(Beginning of Entries supplied)
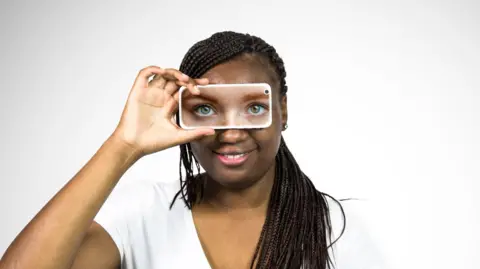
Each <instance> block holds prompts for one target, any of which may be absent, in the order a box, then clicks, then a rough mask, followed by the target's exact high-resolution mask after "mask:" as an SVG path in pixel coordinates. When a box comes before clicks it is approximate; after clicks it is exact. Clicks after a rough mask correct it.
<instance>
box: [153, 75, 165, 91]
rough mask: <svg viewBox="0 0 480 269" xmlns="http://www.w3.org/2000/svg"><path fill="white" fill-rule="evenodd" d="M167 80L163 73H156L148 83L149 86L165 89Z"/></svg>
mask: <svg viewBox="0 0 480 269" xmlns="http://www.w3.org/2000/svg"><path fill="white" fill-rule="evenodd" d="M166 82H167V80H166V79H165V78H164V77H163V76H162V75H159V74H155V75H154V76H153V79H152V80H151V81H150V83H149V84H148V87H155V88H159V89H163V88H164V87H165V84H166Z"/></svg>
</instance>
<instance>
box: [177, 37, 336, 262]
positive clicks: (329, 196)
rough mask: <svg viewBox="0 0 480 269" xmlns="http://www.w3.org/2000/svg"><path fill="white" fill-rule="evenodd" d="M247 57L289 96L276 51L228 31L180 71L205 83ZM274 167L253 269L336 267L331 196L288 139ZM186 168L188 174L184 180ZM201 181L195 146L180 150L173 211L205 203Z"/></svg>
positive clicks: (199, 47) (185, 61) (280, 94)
(End of Entries supplied)
(Beginning of Entries supplied)
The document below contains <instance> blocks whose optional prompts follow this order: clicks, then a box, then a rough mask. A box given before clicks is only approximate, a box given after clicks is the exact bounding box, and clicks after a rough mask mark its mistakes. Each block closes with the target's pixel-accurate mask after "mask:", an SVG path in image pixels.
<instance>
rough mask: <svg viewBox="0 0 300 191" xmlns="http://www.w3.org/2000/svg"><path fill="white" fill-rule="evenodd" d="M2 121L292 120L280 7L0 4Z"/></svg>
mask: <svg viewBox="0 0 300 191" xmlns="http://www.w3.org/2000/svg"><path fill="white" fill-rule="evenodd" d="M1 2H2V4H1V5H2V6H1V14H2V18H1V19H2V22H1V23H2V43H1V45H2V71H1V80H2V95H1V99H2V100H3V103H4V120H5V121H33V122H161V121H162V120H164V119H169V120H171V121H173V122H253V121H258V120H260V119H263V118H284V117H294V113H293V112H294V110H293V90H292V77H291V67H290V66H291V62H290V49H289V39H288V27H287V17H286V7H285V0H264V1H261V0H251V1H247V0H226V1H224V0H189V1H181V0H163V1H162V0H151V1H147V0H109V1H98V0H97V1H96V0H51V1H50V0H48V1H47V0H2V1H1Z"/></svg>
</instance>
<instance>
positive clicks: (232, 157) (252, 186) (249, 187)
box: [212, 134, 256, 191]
(End of Entries supplied)
(Beginning of Entries supplied)
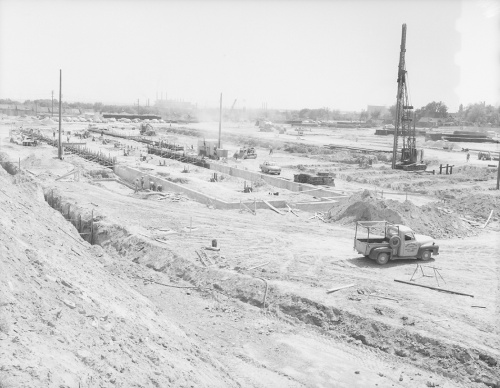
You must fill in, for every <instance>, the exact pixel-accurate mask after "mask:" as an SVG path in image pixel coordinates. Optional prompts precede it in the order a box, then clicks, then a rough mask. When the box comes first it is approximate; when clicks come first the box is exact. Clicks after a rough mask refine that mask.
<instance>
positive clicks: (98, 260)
(End of Entries supplied)
Exercise brief> Your reply is to repeat, unchanged, the lines above running from the one with "Each <instance> block" up to and including the one with "positive clicks: (199, 47)".

Answer below>
Each <instance> block holds prompts for one target, any of which may be absent, in the order a box, then clicks, then a rough mask, followed by the target's exact high-resolution mask after "mask:" as an SVG path in pixel coordinates. When a box comes before clicks it is approximate; after clicks it is exact. Clicks after a rough mask correct it.
<instance>
box: [153, 75, 165, 91]
rough mask: <svg viewBox="0 0 480 269" xmlns="http://www.w3.org/2000/svg"><path fill="white" fill-rule="evenodd" d="M167 80L163 73H156L148 83L149 86L165 89Z"/></svg>
mask: <svg viewBox="0 0 480 269" xmlns="http://www.w3.org/2000/svg"><path fill="white" fill-rule="evenodd" d="M166 82H167V80H166V79H165V78H164V77H163V76H162V75H159V74H155V75H154V76H153V79H152V80H151V81H150V83H149V84H148V87H155V88H159V89H163V88H164V87H165V84H166Z"/></svg>
</instance>
<instance>
box: [177, 37, 336, 262]
positive clicks: (329, 196)
rough mask: <svg viewBox="0 0 480 269" xmlns="http://www.w3.org/2000/svg"><path fill="white" fill-rule="evenodd" d="M247 57L289 96L276 51L228 31L180 71L205 83ZM274 167L253 269L336 267L331 196L288 139ZM186 168L188 174L184 180ZM201 181L195 146L180 150L173 211L205 203Z"/></svg>
positive clicks: (199, 47) (185, 61) (280, 94)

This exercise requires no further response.